Am I missing something? It has been eight years since I left Korea. Does it become some kind of habit because they use 또?

The KBS news report does the same thing in the following sentences, where there are no 또's:
  • 다음날 새벽 3시 24분부터 달이 지 5시 37분까지 약 1시간 40분 동안 개기월식이 진행됩니다.
    The next day, from 3:24 a.m. until the moon sets at 5:37 a.m., about an hour and forty minutes, the total eclipse is in progress.
  • 특히 31일 화성과 지구가 5,700만 km로 매우 가까워지는 화성대접근이 일어납니다.
    On the 31st, especially, the Mars Close Approach occurs when the Earth and Mars are at their closest at 57 million kilometers.
  • 가장 멀 때보다 거리는 1/7로 준 대신, 크기는 7배가 커지고 16배 밝아집니다.
    From when it is farthest away, the distance is 1/7th less; it is 7 times bigger and 16 times brighter.
The KBS reporter seems to be using present tense to describe the actions and events because he or she wants to treat them as regularly occurring events. For example, "The sun rises in the east" (해가 동쪽에서 든다) is a regular occurring event, so the present tense is used instead of the future tense, but when you use words like 내일 (tomorrow), you are no longer talking about something as a regular occurring event. How can you see a total eclipse tomorrow on a regular basis? It will only occur tomorrow, not the next tomorrow.

Fortunately, the astronomer quoted in the article does use the future tense to describe the event:
 "남동쪽 하늘에서 밤 10시쯤에 관측 가능한 붉게 빛나는 천체가 화성이 되겠습니다."
"The reddish heavenly body in the southeast sky at about 10 o'clock at night will be Mars."
By the way, 개기월식 (皆旣月蝕) literally means "All (皆旣) the moon (月) has been nibbled away (蝕)."

Thursday, July 26, 2018

What is "pillow wood"?

Answer: railroad cross tie

In the past, Koreans used to sleep on wooden pillows, believe it or not. The Korean word for wooden pillow is 목침 (木枕). 목(木) means wood or wooden, and 침(枕) means pillow. If you reverse the order of the two Chinese characters in wooden pillow (木枕), you get the word  침목 (枕木), which literally translates as pillow wood but means railroad cross tie. It seems Koreans, or someone, visualized railroad cross ties as wooden pillows for the steel rails that lay on them.

The first two photos show two different kinds of wood pillows, and the third photo shows railroad cross ties.

Wooden Pillow (목침 - 木枕)

Task 1 — Print the section of the Korean-language blog excerpt between "The next day, from" and "57 million kilometers.", inclusive.
Task 2 — In the Korean-language blog excerpt, what does the word 침목 (枕木) mean?

Study material —
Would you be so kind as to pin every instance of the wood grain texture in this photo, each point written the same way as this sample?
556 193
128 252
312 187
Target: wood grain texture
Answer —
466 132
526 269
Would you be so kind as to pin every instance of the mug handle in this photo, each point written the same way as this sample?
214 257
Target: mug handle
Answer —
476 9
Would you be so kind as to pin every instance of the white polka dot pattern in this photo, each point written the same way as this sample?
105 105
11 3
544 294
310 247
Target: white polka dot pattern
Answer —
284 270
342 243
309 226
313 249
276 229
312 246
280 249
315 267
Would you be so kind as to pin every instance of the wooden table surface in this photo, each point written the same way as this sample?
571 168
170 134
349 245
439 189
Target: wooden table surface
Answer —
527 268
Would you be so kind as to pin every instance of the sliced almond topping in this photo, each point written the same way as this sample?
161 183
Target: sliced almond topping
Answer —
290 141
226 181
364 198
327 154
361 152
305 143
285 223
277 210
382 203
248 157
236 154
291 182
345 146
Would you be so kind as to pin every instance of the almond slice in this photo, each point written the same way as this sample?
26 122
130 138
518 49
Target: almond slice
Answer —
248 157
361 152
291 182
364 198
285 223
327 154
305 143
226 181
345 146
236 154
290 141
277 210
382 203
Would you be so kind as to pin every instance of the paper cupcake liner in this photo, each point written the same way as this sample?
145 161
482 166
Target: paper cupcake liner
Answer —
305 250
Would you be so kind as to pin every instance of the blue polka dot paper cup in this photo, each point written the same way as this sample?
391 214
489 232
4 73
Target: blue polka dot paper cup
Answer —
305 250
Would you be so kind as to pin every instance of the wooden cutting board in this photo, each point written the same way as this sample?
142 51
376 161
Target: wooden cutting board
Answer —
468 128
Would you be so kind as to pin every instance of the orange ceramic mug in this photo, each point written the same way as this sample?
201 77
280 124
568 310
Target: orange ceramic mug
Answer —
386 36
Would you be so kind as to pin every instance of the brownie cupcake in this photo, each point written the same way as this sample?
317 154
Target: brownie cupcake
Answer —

Response box 1 —
The next day, from 3:24 a.m. until the moon sets at 5:37 a.m., about an hour and forty minutes, the total eclipse is in progress.
  • 특히 31일 화성과 지구가 5,700만 km로 매우 가까워지는 화성대접근이 일어납니다.
    On the 31st, especially, the Mars Close Approach occurs when the Earth and Mars are at their closest at 57 million kilometers.

Response box 2 — Railroad cross tie